* [Talimatınız]
Kaynak metinde "Evet, pek sabretmediniz" diye başlayan paragrafı, ana bilgilerini koruyarak kısa bir madde listesi hâlinde yeniden yazın.

FAHRETTİN TUĞRUL (Uşak) - O darbede öldürülenler mektup yazamıyor Sayın Gergerlioğlu.
ÖMER FARUK GERGERLİOĞLU (Kocaeli) - Bakın, Uğur Seldüz, Çorum L Tipi Kapalı Cezaevinden, dikkatle dinleyin. "Askerde tuvalet yıkayan, mıntıka temizleyen bir erdim. Komutanlarım emretti, Atatürk Havalimanı'na gittim. Kimseye zarar vermedim. Darbeyi öğrenince kışlaya döndüm. Savcı daha sonra sanık yaptı, müebbet hapis verdiler. Dosyam Yargıtayda. Bu darbe başarılı olsaydı İstanbul'a vali mi olacaktım? Hayır, yine komutanların tuvaletini temizleyecektim. Ne çıkarım olabilir darbeden? Darbeden bilgim bile yoktu. Sesimizi duyun, duyurun." diyen insanlar bunlar arkadaşlar.
Evet, pek sabretmediniz ama ben size son olarak bir mektup okuyayım. Bu kişi de nasıl gözaltına alındığını açıklayan bir kişi. Cezaevlerinin durumu bu fakat bunlara yönelik bir gelişme yok bu yargı paketinde. Refik Albayrak Manisa T Tipi Kapalı Cezaevinden demiş ki: "Evimi aramaya gelen polisler alt ve üst dairede oturan babam ve abimin evlerini de arama kararı olmaksızın aradı. Evimdeki para da alındı. Dokuz yıl ceza verildi. Küçük kızım şu an yaşananlardan ötürü psikolojik tedavi oluyor, polis görünce korkuyor, infaz koruma memurlarını görünce kaçıyor, ziyaretime bile bu sebepten gelmek istemiyor. Sesimi duyurun."

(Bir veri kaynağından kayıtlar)
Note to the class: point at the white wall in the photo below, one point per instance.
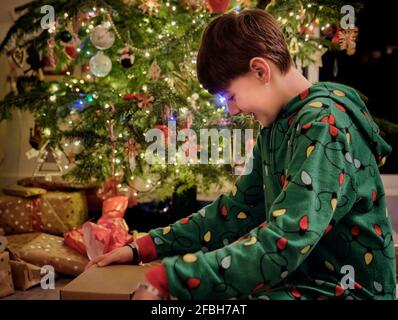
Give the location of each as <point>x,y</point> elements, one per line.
<point>14,135</point>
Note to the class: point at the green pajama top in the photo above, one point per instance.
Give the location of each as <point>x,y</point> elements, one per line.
<point>310,220</point>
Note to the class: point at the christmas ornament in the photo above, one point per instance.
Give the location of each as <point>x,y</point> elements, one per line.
<point>154,71</point>
<point>48,163</point>
<point>126,58</point>
<point>218,6</point>
<point>315,58</point>
<point>145,100</point>
<point>347,40</point>
<point>35,138</point>
<point>71,52</point>
<point>65,36</point>
<point>149,6</point>
<point>34,61</point>
<point>194,5</point>
<point>18,56</point>
<point>100,64</point>
<point>50,62</point>
<point>102,38</point>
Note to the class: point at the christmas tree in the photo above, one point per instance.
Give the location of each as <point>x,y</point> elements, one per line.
<point>129,66</point>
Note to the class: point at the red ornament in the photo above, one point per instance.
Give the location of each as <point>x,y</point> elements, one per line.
<point>355,231</point>
<point>341,178</point>
<point>374,196</point>
<point>193,283</point>
<point>281,244</point>
<point>263,225</point>
<point>378,230</point>
<point>329,227</point>
<point>304,223</point>
<point>357,286</point>
<point>224,211</point>
<point>295,293</point>
<point>258,287</point>
<point>70,52</point>
<point>184,220</point>
<point>217,5</point>
<point>339,290</point>
<point>304,94</point>
<point>340,107</point>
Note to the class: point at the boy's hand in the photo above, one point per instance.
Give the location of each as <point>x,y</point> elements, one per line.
<point>146,291</point>
<point>119,255</point>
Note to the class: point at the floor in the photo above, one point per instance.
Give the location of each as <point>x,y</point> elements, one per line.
<point>37,293</point>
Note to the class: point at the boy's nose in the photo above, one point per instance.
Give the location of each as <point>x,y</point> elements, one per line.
<point>233,109</point>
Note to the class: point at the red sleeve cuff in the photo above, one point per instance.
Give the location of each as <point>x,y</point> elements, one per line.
<point>147,249</point>
<point>157,276</point>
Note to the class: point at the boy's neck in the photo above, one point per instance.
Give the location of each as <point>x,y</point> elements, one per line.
<point>292,84</point>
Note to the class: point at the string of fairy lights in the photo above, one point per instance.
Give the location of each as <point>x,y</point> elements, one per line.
<point>164,40</point>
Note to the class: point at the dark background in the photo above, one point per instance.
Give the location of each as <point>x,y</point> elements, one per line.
<point>373,70</point>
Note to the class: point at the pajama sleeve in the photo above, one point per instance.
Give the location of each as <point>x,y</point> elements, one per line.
<point>316,195</point>
<point>230,216</point>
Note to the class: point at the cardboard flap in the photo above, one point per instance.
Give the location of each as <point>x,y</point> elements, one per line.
<point>115,282</point>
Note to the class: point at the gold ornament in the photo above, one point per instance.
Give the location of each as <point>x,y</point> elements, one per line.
<point>347,40</point>
<point>149,6</point>
<point>194,5</point>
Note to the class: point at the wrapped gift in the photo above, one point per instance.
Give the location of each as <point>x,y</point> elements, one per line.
<point>117,283</point>
<point>25,275</point>
<point>94,202</point>
<point>6,283</point>
<point>110,232</point>
<point>52,212</point>
<point>46,249</point>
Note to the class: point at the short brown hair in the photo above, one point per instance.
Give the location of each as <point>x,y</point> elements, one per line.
<point>231,40</point>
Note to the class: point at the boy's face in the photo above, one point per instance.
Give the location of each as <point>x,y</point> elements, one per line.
<point>254,94</point>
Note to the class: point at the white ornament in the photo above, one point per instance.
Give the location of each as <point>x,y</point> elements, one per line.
<point>102,38</point>
<point>100,64</point>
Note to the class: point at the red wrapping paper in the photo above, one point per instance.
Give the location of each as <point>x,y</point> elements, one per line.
<point>110,232</point>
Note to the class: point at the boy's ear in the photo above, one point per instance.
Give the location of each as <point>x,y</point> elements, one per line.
<point>261,68</point>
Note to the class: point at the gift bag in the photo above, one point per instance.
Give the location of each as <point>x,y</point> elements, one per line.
<point>48,249</point>
<point>110,232</point>
<point>51,212</point>
<point>6,283</point>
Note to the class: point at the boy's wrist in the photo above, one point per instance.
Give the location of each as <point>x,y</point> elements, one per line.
<point>136,259</point>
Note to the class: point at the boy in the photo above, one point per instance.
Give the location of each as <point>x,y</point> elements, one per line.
<point>310,220</point>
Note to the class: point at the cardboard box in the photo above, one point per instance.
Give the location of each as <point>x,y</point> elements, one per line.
<point>115,282</point>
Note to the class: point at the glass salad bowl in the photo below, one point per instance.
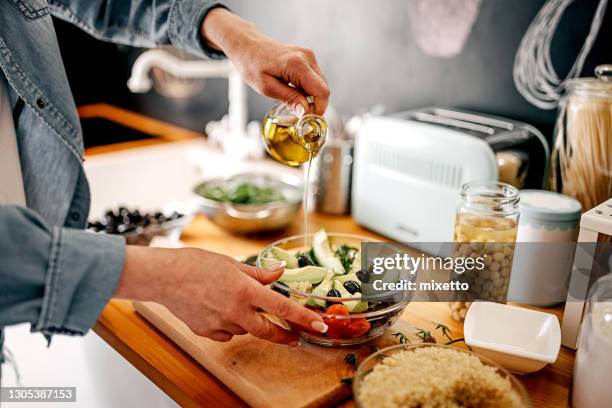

* [Alıştırma yanıtı]
- Konuşmacı son olarak, nasıl gözaltına alındığını anlatan birinin mektubunu okuyor.
- Cezaevlerinin durumu bu, ancak yargı paketinde bunlara yönelik bir gelişme yok.
- Mektup, Manisa T Tipi Kapalı Cezaevindeki Refik Albayrak'tan.
- Polisler, alt ve üst dairede oturan babasının ve abisinin evlerini de arama kararı olmadan aradı.
- Evindeki paraya el konuldu.
- Dokuz yıl ceza verildi.
- Küçük kızı yaşananlar yüzünden psikolojik tedavi görüyor. Polisten korkuyor, infaz koruma memurlarından kaçıyor ve bu yüzden ziyarete bile gelmek istemiyor.
- Mektup "Sesimi duyurun." çağrısıyla bitiyor.